* [Page text]:
★ ★ ★ ★

Tunisia: Family of detained Ennahda figure Said Ferjani condemns lack of ‘law or due process’ under President Saied

The family of detained Tunisian opposition figure Said Ferjani has condemned the 'lack of law and due process' in the country amid President Kais Saied's crackdown on protesters.
3 min read
01 March, 2023
Ferjani returned to Tunisia from exile in London, and was elected as an MP for Ennahda [source: Getty]

The children of prominent Tunisian opposition figure Said Ferjani said there was "no law or due process" under President Kais Saied as they anxiously awaited news following their father’s arrest. 

Ferjani, a senior member of the Ennahda party, was detained this week amid successive rounds of questioning both before and during his imprisonment. 

The 68-year-old has been "asked everything" about his life since the 2011 Arab Spring, but no clear or evidence-based charges have been launched again him, the family told The New Arab.

★ ★ ★ ★

* [Instructions]:
1) Answer these from the article on Said Ferjani:
(a) From which city did Ferjani return to Tunisia after exile?
(b) Of which party is Ferjani a senior member?
(c) How old is Ferjani?
2) Reproduce word for word the stretch of the article on Said Ferjani from "The children of" through "The New Arab.".

* [Information supplied]:
★ ★ ★ ★

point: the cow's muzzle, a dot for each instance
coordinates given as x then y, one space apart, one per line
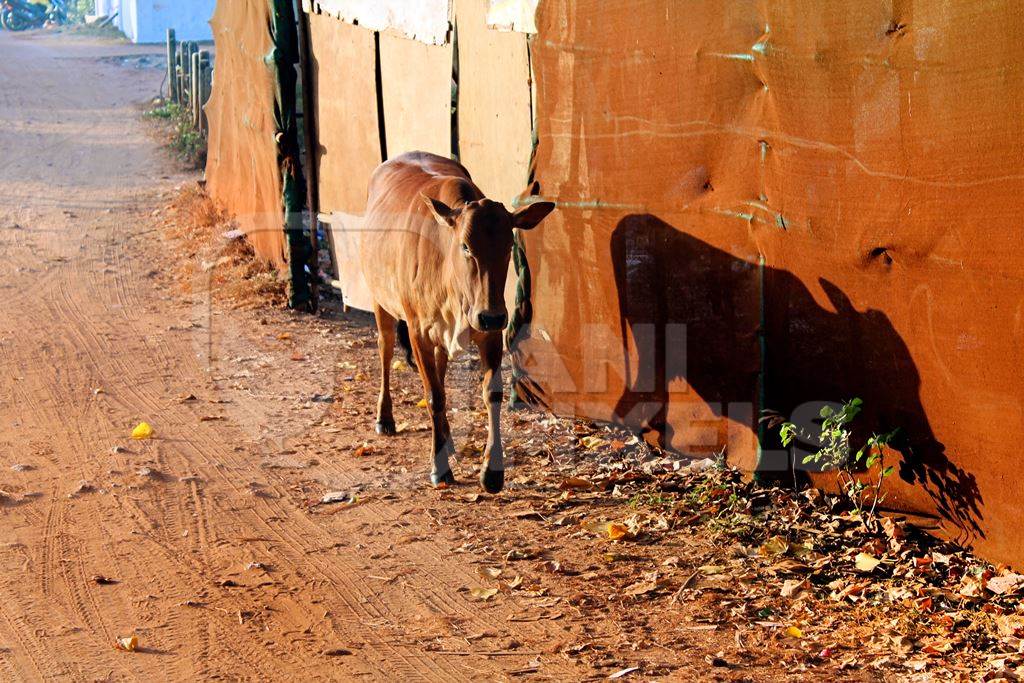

★ ★ ★ ★

* [Completed exercise]:
1)
(a) London
(b) Ennahda
(c) 68

2)
The children of prominent Tunisian opposition figure Said Ferjani said there was "no law or due process" under President Kais Saied as they anxiously awaited news following their father’s arrest. 

Ferjani, a senior member of the Ennahda party, was detained this week amid successive rounds of questioning both before and during his imprisonment. 

The 68-year-old has been "asked everything" about his life since the 2011 Arab Spring, but no clear or evidence-based charges have been launched again him, the family told The New Arab.